## The request
Can you render the part of the entries that opens with the line containing "Tag any visible black abdomen in the frame." and closes with the line containing "139;0;193;151" as a numbered list, both of those lines included and any blank lines left out?

— start —

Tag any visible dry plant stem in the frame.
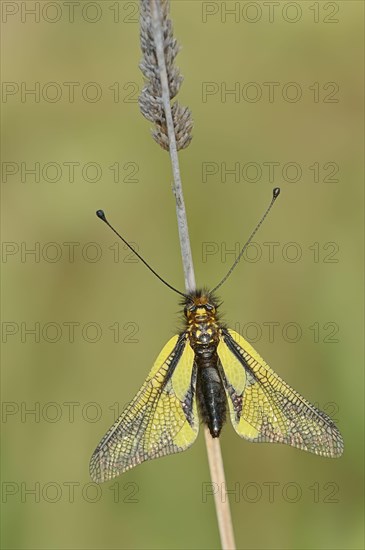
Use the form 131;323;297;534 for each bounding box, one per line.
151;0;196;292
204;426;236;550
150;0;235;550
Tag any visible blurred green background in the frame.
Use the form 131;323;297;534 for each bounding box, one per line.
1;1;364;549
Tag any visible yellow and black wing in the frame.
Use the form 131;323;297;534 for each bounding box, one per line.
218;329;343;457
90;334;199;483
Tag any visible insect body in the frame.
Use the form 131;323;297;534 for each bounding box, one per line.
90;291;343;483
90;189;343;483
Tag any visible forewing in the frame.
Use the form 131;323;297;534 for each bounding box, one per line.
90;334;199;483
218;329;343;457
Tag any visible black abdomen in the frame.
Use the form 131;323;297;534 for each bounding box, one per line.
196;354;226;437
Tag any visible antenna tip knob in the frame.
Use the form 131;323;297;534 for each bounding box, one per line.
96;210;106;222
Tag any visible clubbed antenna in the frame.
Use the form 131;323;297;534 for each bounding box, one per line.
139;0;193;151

— end —
— start —

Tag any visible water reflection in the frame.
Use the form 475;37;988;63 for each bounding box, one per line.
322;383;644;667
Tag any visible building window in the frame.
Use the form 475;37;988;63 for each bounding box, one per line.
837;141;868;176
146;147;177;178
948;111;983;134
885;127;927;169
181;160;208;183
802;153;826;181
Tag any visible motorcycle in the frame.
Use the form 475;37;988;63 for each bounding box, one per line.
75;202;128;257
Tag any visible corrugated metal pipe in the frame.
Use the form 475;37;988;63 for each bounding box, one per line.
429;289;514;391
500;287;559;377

— end —

## Response
1. Tag any visible black abdomen in the frame.
2. Use the form 131;323;297;534 for each bounding box, one per line.
3. 196;354;226;437
4. Tag any visible antenna tip knob in the frame.
5. Use the form 131;323;297;534 for each bounding box, one per line.
6. 96;210;106;222
7. Tag any visible clubbed antenna in the frame.
8. Use the form 131;323;297;534 for each bounding box, one per line.
9. 139;0;193;151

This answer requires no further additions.